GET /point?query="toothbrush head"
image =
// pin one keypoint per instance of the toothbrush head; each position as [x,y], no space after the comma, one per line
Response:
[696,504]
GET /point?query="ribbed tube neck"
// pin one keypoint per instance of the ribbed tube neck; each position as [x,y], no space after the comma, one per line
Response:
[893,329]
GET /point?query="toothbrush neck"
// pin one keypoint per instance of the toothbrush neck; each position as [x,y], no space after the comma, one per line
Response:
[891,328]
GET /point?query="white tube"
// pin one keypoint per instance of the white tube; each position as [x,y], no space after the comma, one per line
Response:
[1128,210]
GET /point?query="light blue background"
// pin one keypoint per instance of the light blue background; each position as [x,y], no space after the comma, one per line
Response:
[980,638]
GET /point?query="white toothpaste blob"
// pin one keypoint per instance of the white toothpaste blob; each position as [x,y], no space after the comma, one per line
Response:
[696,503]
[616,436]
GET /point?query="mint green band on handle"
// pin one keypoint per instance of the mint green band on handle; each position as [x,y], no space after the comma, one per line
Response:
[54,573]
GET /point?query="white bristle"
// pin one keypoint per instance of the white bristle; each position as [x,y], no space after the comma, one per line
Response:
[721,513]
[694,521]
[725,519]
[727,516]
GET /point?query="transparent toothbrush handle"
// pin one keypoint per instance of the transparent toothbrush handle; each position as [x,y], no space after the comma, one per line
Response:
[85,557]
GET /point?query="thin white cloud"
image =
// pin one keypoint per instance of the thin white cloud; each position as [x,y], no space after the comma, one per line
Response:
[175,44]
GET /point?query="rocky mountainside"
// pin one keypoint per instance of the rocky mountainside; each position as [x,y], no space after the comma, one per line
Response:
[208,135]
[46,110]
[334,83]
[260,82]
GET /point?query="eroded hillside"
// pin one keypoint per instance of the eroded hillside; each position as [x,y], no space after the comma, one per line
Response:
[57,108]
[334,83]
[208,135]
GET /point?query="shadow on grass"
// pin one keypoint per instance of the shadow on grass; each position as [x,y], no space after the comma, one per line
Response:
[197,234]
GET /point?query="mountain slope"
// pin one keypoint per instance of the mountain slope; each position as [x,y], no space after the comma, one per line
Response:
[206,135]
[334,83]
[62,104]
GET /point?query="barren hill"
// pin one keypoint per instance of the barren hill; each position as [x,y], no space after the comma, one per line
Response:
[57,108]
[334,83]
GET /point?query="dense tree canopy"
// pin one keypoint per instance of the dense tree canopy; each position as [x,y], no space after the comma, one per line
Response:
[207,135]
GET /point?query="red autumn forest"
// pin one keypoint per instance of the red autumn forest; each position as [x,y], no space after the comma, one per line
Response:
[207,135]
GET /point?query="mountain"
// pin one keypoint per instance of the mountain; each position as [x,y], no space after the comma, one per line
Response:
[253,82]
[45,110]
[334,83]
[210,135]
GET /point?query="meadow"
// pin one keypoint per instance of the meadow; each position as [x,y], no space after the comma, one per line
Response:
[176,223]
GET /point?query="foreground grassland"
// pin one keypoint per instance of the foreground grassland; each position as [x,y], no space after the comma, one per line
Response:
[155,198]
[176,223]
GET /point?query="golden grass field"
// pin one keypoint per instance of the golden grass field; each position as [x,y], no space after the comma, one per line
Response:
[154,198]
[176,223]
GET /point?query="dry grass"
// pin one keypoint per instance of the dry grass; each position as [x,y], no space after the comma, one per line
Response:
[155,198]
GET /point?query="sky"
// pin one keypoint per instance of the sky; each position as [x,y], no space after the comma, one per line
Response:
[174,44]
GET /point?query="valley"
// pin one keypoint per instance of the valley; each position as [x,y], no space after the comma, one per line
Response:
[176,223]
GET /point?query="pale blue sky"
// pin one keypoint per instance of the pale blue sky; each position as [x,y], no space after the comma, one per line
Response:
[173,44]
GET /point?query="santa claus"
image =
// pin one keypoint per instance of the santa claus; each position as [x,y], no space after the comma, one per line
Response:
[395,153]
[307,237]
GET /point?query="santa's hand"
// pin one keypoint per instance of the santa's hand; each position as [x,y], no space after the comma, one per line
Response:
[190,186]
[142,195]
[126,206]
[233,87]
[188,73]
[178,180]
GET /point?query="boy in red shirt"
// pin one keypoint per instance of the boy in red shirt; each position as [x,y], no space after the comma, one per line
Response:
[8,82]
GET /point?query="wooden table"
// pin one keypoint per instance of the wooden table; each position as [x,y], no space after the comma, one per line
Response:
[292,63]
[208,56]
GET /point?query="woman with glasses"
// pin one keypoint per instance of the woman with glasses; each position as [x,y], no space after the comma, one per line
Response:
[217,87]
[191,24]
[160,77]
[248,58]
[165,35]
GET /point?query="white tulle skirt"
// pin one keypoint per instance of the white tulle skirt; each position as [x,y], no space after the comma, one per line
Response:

• _What you have to do_
Output the whole listing above again, word for word.

• _Solution to the exercise_
GET /point?query="toothbrush head"
image =
// pin one keypoint per instance of the toothbrush head; each position as [x,y], no space after the comma, one per line
Response:
[696,504]
GET /point?query="ribbed tube neck"
// pin one keypoint per instance of the ribbed tube neck; each position as [x,y], no space after the comma, one per line
Response:
[893,329]
GET /point?query="toothbrush neck"
// pin one keypoint per instance of the toothbrush neck; each position as [x,y], no space after the comma, one per line
Response:
[891,328]
GET /point?query="white tube"
// pin one keypoint per instance of the white tube; each position as [x,y], no space after the comma, one per line
Response:
[1128,210]
GET /point?query="light blue background"
// pin one keypoint per instance of the light blue background; each position as [x,y], no space after the comma, one per line
Response:
[980,638]
GET /point?query="white toothpaste blob"
// pin one keypoint per instance of the white toothpaste blob; each position as [x,y], no space after the comma, one per line
Response:
[696,503]
[616,436]
GET /point?query="mint green band on handle"
// pin one keypoint per instance of the mint green band on handle; each position as [x,y], no space after the comma, one per line
Response:
[54,573]
GET /point?query="white bristle"
// pin one keypoint per instance of the white bristle; each position as [x,y], no space after the comma, one per line
Response:
[721,513]
[694,521]
[725,519]
[727,516]
GET /point?query="transparent toothbrush handle"
// pin one keypoint per instance of the transparent toothbrush handle; each position as [x,y], no space after the comma, one per line
Response:
[85,557]
GET /point?query="thin white cloud"
image =
// pin one keypoint per instance of the thin white cloud; each position as [x,y], no space after the comma, one per line
Response:
[175,44]
GET /point?query="rocky mountainside"
// pin one keypoint per instance of the rocky mountainside; each position as [x,y], no space after the comma, one per line
Response:
[208,135]
[46,110]
[334,83]
[260,82]
GET /point?query="eroded hillside"
// pin one keypoint per instance of the eroded hillside; each position as [x,y], no space after the comma, one per line
Response:
[57,108]
[334,83]
[208,135]
GET /point?query="shadow on grass"
// pin one keypoint per instance of the shadow on grass; each position as [x,y], no space after the comma, one per line
Response:
[197,234]
GET /point?query="mountain slope"
// pin one keypoint per instance of the mountain slope; each position as [x,y], no space after the comma, one per line
Response:
[206,135]
[334,83]
[62,104]
GET /point?query="barren hill"
// pin one keypoint per instance of the barren hill; each position as [x,y], no space after the comma, one per line
Response:
[57,108]
[334,83]
GET /point?query="dense tree canopy"
// pin one keypoint per instance of the dense tree canopy; each position as [x,y], no space after the comma, one per line
Response:
[207,135]
GET /point?query="red autumn forest"
// pin one keypoint per instance of the red autumn forest; each position as [x,y], no space after the comma, one per line
Response:
[207,135]
GET /point?query="mountain"
// pin one keypoint per instance of the mountain; each position as [x,y], no space after the comma, one per line
Response:
[253,82]
[45,110]
[334,83]
[210,135]
GET /point?query="meadow"
// pin one keypoint per instance of the meadow; each position as [x,y], no space after the comma, one per line
Response:
[176,223]
GET /point?query="foreground grassland"
// pin one keypoint per instance of the foreground grassland; each position as [x,y], no space after the comma, one per line
Response:
[155,198]
[176,223]
GET /point?query="golden grass field"
// pin one keypoint per instance of the golden grass field; each position as [x,y], no space after the comma, one per line
Response:
[154,198]
[176,223]
GET /point?query="dry grass"
// pin one keypoint per instance of the dry grass; each position as [x,y], no space after the comma, one per line
Response:
[155,198]
GET /point?query="sky"
// pin one keypoint per instance of the sky; each position as [x,y], no space after the comma, one per line
Response:
[174,44]
GET /point?query="valley"
// pin one keypoint per instance of the valley; each position as [x,y], no space after the comma, one per line
Response:
[176,223]
GET /point?query="pale blue sky"
// pin one keypoint per instance of the pale blue sky; each position as [x,y], no space after the comma, one per line
Response:
[173,44]
GET /point?query="santa claus"
image =
// pin one keypoint per instance of the santa claus; each position as [x,y], no space after the comma, one per line
Response:
[395,153]
[307,237]
GET /point?query="santa's hand"
// pin one keypoint per instance of the santa's hand; each position as [x,y], no space after the comma, one per line
Response:
[190,186]
[142,195]
[126,206]
[233,87]
[188,73]
[178,180]
GET /point?query="boy in red shirt"
// pin one keypoint per instance of the boy in red shirt; each position as [x,y], no space after the comma, one per line
Response:
[8,82]
GET /point?query="wooden table"
// pin one keypoint per instance of the wooden table; each position as [x,y], no space after the comma, one per line
Response:
[292,63]
[208,56]
GET /point?query="woman with glasses"
// pin one keypoint per instance of the woman with glasses; each position as [x,y], no space after the comma, one per line
Response:
[217,87]
[191,24]
[160,77]
[248,58]
[165,35]
GET /point?query="white tulle skirt"
// pin one keypoint per instance of the white tulle skirt; each position as [x,y], no space after the comma, one per line
Response:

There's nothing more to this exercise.